Yugawa (湯川村, Yugawa-mura) is a village located in Fukushima Prefecture, Japan. As of 1 February 2020, the village had an estimated population of 3,051 in 924 households, and a population density of 190 persons per km^{2}. The total area of the village was 16.37 sqkm..

==Geography==
Yugawa is located in the northern portion of the Aizu region of Fukushima Prefecture, in center of the Aizu Basin.

- Rivers : Nippashi River, Agakawa River

===Neighboring municipalities===
Fukushima Prefecture
- Aizubange
- Aizuwakamatsu
- Kitakata

==Demographics==
Per Japanese census data, the population of Yugawa has declined steadily over the past 70 years.

==Climate==
Yugawa has a Humid continental climate (Köppen Dfb) characterized by warm summers and cold winters with heavy snowfall. The average annual temperature in Yugawa is 11.9 °C. The average annual rainfall is 1383 mm with September as the wettest month. The temperatures are highest on average in August, at around 25.6 °C, and lowest in January, at around -0.8 °C.

· · · ·

### Task prompt
Rewrite the Yugawa passage starting at "- Rivers : Nippashi" and ending at "around -0.8 °C.", with "August" changed to "July". The material after this passage is not needed for this exercise.

### Collected data
· · · ·

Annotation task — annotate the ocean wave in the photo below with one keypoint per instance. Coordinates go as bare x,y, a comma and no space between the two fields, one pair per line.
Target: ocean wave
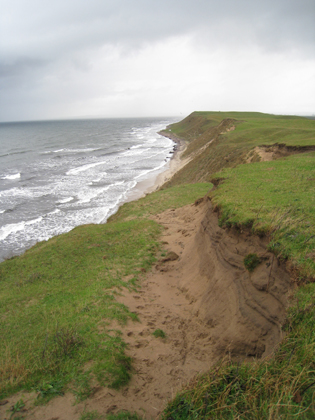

· · · ·

### Response area
- Rivers : Nippashi River, Agakawa River

===Neighboring municipalities===
Fukushima Prefecture
- Aizubange
- Aizuwakamatsu
- Kitakata

==Demographics==
Per Japanese census data, the population of Yugawa has declined steadily over the past 70 years.

==Climate==
Yugawa has a Humid continental climate (Köppen Dfb) characterized by warm summers and cold winters with heavy snowfall. The average annual temperature in Yugawa is 11.9 °C. The average annual rainfall is 1383 mm with September as the wettest month. The temperatures are highest on average in July, at around 25.6 °C, and lowest in January, at around -0.8 °C.